▸ **Task input**
=== Begin Enclosure ===

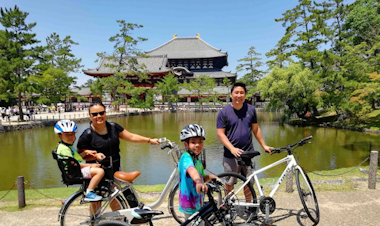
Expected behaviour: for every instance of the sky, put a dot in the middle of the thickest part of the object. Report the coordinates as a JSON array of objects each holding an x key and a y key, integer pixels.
[{"x": 232, "y": 26}]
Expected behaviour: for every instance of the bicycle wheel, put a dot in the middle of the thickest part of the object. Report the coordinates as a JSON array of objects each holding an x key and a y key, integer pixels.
[
  {"x": 174, "y": 204},
  {"x": 243, "y": 214},
  {"x": 307, "y": 195},
  {"x": 77, "y": 212},
  {"x": 113, "y": 223}
]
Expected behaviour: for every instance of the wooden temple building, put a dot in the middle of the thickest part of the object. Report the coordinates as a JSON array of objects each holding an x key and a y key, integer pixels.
[{"x": 186, "y": 58}]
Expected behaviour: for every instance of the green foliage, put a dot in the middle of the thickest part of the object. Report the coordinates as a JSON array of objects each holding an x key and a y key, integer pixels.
[
  {"x": 293, "y": 87},
  {"x": 250, "y": 64},
  {"x": 167, "y": 87},
  {"x": 123, "y": 63},
  {"x": 17, "y": 56},
  {"x": 200, "y": 86},
  {"x": 59, "y": 54},
  {"x": 53, "y": 86},
  {"x": 340, "y": 44}
]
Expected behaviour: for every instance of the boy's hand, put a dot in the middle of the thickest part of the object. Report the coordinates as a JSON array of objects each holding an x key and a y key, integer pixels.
[
  {"x": 236, "y": 152},
  {"x": 95, "y": 165},
  {"x": 201, "y": 188},
  {"x": 90, "y": 152},
  {"x": 100, "y": 156}
]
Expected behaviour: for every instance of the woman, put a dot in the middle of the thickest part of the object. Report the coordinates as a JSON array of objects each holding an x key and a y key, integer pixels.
[{"x": 104, "y": 137}]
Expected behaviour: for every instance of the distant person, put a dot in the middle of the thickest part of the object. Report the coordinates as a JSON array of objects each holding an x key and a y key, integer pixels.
[
  {"x": 66, "y": 132},
  {"x": 3, "y": 113},
  {"x": 192, "y": 177}
]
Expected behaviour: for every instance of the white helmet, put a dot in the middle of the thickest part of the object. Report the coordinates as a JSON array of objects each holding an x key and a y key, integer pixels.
[
  {"x": 192, "y": 130},
  {"x": 65, "y": 126}
]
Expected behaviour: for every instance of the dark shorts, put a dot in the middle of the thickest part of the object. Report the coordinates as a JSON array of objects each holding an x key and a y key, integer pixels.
[{"x": 231, "y": 165}]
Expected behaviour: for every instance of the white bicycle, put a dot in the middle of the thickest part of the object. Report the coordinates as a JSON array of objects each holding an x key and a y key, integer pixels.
[{"x": 243, "y": 196}]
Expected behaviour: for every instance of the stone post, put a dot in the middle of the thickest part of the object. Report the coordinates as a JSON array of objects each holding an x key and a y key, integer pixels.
[
  {"x": 21, "y": 192},
  {"x": 373, "y": 163},
  {"x": 289, "y": 182}
]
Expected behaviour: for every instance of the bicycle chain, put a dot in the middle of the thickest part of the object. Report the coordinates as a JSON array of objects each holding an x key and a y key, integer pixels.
[
  {"x": 30, "y": 185},
  {"x": 309, "y": 171},
  {"x": 8, "y": 191}
]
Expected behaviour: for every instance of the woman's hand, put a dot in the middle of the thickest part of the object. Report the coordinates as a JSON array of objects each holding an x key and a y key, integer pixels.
[
  {"x": 100, "y": 156},
  {"x": 201, "y": 187},
  {"x": 154, "y": 141},
  {"x": 90, "y": 152},
  {"x": 267, "y": 149},
  {"x": 236, "y": 152}
]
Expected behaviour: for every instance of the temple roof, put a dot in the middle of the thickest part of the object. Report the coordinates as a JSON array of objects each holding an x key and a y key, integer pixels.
[
  {"x": 218, "y": 89},
  {"x": 187, "y": 48},
  {"x": 215, "y": 74},
  {"x": 154, "y": 64}
]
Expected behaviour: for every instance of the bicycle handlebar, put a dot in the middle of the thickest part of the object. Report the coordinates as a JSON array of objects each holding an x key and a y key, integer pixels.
[{"x": 288, "y": 147}]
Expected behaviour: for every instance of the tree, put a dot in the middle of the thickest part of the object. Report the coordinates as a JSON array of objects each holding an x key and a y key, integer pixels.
[
  {"x": 294, "y": 87},
  {"x": 167, "y": 88},
  {"x": 18, "y": 58},
  {"x": 250, "y": 64},
  {"x": 200, "y": 86},
  {"x": 59, "y": 53},
  {"x": 54, "y": 86},
  {"x": 123, "y": 62}
]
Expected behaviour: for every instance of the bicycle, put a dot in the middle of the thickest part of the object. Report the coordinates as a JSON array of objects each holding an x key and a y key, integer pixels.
[
  {"x": 118, "y": 193},
  {"x": 247, "y": 205},
  {"x": 211, "y": 212}
]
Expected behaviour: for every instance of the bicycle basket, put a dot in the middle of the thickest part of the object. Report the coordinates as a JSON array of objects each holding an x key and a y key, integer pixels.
[{"x": 70, "y": 169}]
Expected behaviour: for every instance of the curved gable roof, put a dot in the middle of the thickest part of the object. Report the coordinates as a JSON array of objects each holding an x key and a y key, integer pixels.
[{"x": 187, "y": 48}]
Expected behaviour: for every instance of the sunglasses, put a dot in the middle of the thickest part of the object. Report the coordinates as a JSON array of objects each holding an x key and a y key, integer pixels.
[{"x": 96, "y": 113}]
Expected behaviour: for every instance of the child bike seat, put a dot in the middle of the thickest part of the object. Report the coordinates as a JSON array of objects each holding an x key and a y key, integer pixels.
[{"x": 124, "y": 176}]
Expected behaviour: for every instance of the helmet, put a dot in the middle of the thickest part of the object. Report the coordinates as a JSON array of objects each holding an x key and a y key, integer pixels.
[
  {"x": 192, "y": 130},
  {"x": 65, "y": 126}
]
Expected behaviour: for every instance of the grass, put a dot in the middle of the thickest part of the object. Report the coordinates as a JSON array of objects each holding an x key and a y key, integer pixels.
[{"x": 57, "y": 195}]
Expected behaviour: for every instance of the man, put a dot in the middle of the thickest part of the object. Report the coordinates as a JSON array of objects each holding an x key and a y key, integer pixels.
[{"x": 235, "y": 125}]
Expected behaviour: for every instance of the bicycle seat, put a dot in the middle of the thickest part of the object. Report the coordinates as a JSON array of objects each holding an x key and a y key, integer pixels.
[
  {"x": 127, "y": 176},
  {"x": 249, "y": 154}
]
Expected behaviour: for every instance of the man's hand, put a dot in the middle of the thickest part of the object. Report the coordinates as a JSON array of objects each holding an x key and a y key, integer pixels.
[
  {"x": 267, "y": 149},
  {"x": 90, "y": 152},
  {"x": 201, "y": 187},
  {"x": 154, "y": 141},
  {"x": 236, "y": 152},
  {"x": 100, "y": 156}
]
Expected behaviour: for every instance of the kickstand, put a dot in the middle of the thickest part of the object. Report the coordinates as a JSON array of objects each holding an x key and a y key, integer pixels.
[{"x": 268, "y": 220}]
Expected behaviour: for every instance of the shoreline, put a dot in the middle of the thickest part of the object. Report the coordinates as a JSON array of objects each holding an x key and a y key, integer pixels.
[{"x": 15, "y": 126}]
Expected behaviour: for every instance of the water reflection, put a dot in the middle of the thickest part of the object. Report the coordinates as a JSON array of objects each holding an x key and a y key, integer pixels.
[{"x": 28, "y": 153}]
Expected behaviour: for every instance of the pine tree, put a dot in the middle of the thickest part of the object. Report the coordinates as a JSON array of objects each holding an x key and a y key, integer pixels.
[{"x": 18, "y": 55}]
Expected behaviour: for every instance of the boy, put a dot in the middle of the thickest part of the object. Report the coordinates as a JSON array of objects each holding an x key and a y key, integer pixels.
[
  {"x": 66, "y": 132},
  {"x": 191, "y": 172}
]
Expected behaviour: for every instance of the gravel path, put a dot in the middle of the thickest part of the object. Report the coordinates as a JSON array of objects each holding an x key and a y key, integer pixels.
[{"x": 345, "y": 208}]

=== End Enclosure ===

▸ **Assignment**
Exactly as they appear above, write out the line containing "Expected behaviour: for every instance of the pine" and each line that comes after it in the records.

▸ **Answer to this exercise**
Expected behaviour: for every instance of the pine tree, put a dot in the middle of the thickest part of the object. Report the coordinates as a JSON array of objects each holding an x key and a y key, integer pixels.
[{"x": 18, "y": 55}]
Expected behaviour: for every instance of the boy, put a dot in the middle of the thickest part of the object. Report the coordinates as a JSON array of objects each holding an x key and a y key, integer pixels.
[
  {"x": 66, "y": 132},
  {"x": 191, "y": 172}
]
Expected behaviour: for every instance of the gravel path, put a dot in the middle of the thickest part of the object. Report the coordinates as a JSON array of objects each holding an x key and a y key, integer pixels.
[{"x": 345, "y": 208}]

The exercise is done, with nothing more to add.